Фрагмент документа:

== == ==

Подозреваю, что так оно и было. То есть было и то, и другое. Именно в 1980-е, еще до всякой перестройки, вокруг независимой рок-музыки началась какая-то запутанная игра невидимых сил. Проще говоря, кто-то уже готовил план «удара по штабам», а кто-то, понимая это, вышибал из строя наиболее опасных «штурманов будущей бури». Последние, возможно, были даже и не при чем, они то как раз чувствовали, что «в игре наверняка что-то не так» и пытались донести это подозрение до слушателей. И, в самом деле, в области молодежной политики начало твориться нечто странное. В 1981 году, в период начала открытых репрессий против рок-музыкантов, открывается Ленинградский рок-клуб. Возникает своего рода открытая трибуна того, что лидер «Аквариума» в одной из песен того времени назвал «Движением в сторону весны».

Постепенно поколение обретало свой собственный голос.

== == ==

Фрагмент данных:
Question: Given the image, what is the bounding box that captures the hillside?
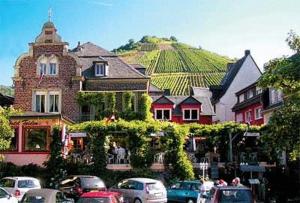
[113,36,231,95]
[0,85,15,96]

== == ==

Задачи для решения:
1. Пожалуйста, перепишите участок отрывка о рок-музыке от «Подозреваю, что так» до «свой собственный голос.» включительно, поставив «музыкальный клуб» вместо «рок-клуб».
2. Ответьте по отрывку о рок-музыке:
(а) В каком году открылся Ленинградский рок-клуб?
(б) Как лидер «Аквариума» назвал в одной из песен того времени то, открытой трибуной чего стал клуб?
(в) Что постепенно обретало поколение?
Материал в этой работе не используется.

Ответы к упражнению:
1.
Подозреваю, что так оно и было. То есть было и то, и другое. Именно в 1980-е, еще до всякой перестройки, вокруг независимой рок-музыки началась какая-то запутанная игра невидимых сил. Проще говоря, кто-то уже готовил план «удара по штабам», а кто-то, понимая это, вышибал из строя наиболее опасных «штурманов будущей бури». Последние, возможно, были даже и не при чем, они то как раз чувствовали, что «в игре наверняка что-то не так» и пытались донести это подозрение до слушателей. И, в самом деле, в области молодежной политики начало твориться нечто странное. В 1981 году, в период начала открытых репрессий против рок-музыкантов, открывается Ленинградский музыкальный клуб. Возникает своего рода открытая трибуна того, что лидер «Аквариума» в одной из песен того времени назвал «Движением в сторону весны».

Постепенно поколение обретало свой собственный голос.

2.
(а) В 1981 году.
(б) «Движением в сторону весны».
(в) Свой собственный голос.